**Input data:**
--- START ---

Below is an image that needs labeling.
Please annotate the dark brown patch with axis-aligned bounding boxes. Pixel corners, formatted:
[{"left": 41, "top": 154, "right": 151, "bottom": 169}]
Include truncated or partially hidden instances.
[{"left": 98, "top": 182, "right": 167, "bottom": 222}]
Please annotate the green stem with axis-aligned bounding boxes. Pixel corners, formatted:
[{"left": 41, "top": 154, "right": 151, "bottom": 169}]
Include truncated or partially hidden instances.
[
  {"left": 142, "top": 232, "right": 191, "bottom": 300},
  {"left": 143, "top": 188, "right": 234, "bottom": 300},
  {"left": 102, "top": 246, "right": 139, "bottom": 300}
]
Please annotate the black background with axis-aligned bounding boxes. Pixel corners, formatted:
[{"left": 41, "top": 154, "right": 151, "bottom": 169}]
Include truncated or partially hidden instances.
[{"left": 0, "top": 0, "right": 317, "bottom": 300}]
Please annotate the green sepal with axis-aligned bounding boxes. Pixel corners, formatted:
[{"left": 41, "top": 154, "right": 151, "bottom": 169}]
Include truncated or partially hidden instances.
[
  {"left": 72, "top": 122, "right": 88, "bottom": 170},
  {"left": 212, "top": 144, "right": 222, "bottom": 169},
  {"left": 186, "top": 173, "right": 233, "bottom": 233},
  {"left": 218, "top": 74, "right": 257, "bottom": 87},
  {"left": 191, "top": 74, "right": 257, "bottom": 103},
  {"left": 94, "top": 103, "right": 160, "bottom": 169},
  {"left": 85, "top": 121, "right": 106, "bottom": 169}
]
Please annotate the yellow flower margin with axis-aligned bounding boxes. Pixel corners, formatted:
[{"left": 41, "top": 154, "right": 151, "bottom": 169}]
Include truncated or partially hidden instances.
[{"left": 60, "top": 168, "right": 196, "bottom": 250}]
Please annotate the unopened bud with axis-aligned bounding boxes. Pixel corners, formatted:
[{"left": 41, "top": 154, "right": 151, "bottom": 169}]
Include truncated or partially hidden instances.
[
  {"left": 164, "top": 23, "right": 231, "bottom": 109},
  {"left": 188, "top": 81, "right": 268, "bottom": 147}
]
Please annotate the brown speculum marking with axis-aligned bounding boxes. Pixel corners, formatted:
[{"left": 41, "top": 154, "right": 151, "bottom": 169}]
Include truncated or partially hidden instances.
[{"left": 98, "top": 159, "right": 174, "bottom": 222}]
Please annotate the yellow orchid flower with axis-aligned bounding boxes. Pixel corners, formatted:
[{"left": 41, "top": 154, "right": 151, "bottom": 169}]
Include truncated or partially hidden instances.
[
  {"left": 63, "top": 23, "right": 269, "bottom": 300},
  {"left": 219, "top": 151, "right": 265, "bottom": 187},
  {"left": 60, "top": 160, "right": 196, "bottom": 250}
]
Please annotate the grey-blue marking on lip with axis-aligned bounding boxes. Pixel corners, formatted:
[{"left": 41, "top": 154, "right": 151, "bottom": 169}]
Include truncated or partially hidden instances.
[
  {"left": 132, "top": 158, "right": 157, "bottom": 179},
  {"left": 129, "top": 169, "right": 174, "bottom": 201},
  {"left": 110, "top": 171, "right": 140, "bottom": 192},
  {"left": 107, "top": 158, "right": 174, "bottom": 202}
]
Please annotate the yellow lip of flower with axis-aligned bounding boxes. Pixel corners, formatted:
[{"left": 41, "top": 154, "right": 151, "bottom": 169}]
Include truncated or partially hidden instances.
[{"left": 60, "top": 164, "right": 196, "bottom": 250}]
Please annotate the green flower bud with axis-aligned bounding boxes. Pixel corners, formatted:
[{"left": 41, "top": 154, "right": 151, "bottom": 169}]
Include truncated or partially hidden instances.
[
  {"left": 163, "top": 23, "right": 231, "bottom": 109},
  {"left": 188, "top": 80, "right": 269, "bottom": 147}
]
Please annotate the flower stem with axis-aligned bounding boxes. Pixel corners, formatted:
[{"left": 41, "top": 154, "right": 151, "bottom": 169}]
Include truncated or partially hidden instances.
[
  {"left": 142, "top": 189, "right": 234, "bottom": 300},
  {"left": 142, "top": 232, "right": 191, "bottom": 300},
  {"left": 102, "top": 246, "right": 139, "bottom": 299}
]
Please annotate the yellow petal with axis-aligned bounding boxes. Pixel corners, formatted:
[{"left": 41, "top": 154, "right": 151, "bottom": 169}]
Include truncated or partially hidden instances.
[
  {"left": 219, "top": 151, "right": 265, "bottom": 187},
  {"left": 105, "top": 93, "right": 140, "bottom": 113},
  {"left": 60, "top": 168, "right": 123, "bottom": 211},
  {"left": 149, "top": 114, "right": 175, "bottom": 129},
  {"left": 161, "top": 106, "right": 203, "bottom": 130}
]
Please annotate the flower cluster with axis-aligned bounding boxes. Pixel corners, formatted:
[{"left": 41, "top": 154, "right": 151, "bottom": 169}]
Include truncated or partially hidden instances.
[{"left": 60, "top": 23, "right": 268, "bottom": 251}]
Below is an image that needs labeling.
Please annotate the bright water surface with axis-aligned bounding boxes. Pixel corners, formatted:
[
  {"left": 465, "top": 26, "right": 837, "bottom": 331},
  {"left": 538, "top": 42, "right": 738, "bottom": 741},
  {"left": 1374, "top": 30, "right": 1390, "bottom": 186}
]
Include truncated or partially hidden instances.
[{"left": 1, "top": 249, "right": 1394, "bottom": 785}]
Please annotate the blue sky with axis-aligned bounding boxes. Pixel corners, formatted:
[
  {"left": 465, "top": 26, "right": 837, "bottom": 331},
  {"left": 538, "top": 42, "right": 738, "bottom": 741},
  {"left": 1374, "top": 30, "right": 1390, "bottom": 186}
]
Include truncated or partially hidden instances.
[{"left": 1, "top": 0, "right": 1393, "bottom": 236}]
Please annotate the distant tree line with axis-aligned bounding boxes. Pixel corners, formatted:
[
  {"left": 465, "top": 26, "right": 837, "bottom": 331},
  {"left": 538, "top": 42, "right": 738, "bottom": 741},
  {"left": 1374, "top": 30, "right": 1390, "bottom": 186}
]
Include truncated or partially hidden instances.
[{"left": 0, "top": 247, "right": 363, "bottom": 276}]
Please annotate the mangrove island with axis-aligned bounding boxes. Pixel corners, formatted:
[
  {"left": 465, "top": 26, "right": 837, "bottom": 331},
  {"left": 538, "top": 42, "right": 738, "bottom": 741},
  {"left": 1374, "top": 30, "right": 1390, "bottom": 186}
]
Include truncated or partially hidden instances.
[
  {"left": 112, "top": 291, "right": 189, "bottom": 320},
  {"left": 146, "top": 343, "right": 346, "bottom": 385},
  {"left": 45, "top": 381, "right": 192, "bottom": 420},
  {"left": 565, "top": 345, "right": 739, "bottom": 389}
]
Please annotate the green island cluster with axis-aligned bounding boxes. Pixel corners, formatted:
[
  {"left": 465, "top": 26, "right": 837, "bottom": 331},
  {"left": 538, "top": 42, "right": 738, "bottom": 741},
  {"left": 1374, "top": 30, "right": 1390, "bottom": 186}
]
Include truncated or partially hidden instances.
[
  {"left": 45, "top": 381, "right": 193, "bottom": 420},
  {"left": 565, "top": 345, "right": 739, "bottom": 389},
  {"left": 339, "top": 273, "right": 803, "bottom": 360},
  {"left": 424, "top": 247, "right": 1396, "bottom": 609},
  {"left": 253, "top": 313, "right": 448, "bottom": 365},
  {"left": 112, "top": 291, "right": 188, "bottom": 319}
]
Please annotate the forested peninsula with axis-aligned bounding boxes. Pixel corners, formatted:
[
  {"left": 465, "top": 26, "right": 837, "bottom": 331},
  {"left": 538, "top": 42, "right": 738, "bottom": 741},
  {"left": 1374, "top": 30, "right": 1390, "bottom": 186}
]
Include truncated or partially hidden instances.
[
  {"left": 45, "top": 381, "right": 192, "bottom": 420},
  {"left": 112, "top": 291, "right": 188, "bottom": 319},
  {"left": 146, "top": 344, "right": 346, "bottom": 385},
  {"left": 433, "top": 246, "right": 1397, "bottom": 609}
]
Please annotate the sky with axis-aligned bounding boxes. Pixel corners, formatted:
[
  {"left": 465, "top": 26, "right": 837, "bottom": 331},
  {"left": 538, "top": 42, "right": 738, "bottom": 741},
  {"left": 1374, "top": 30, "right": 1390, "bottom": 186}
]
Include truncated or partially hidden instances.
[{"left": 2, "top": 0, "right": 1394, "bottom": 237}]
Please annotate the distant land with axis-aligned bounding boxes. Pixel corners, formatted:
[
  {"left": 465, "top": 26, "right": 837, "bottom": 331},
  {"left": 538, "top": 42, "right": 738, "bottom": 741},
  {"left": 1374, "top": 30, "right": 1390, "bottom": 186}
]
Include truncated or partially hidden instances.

--- END ---

**Problem to solve:**
From the entries above, copy out every line where the string "stem" appears.

**Written solution:**
Please annotate the green stem with axis-aligned bounding boxes. Pixel corners, formatted:
Please annotate the flower stem with axis-aligned bounding boxes. Pixel corners, formatted:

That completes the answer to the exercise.